■ **Work request**: All lines in the material below that hold "find" should be found and copied.

BEGIN Excerpted data

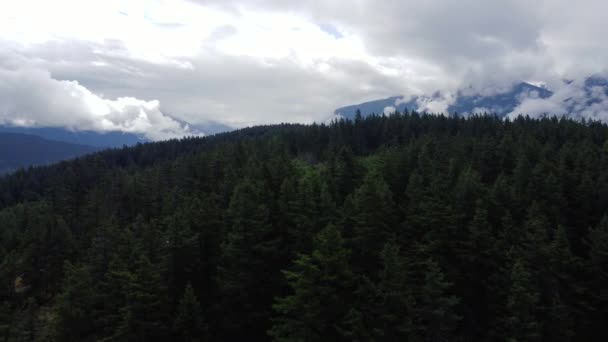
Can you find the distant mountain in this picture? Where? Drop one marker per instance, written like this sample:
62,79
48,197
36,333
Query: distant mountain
89,138
500,103
23,150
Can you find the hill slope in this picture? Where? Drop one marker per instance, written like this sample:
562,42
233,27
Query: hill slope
87,138
23,150
500,103
388,228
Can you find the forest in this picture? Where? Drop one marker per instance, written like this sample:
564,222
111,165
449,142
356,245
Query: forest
406,227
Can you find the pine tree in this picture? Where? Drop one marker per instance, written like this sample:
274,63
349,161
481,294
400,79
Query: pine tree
321,290
189,323
247,278
73,315
521,321
374,218
145,315
434,311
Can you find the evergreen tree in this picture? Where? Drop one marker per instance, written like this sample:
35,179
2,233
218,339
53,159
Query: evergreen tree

END Excerpted data

■ **The completed task**:
Can you find the distant mountain in this picture? Where? Drop one marker per instance, written like this sample:
Can you find the hill slope in this picture? Where? Drop one marker per instance, written like this sample:
Can you find the forest in this picture? Where? Drop one marker per instance, written like this sample:
Can you find the pine tree in this picture? Where? Drop one marker per instance, written like this sample:
Can you find the evergreen tree in this picture? Where? Drop one marker per instance, written like this sample:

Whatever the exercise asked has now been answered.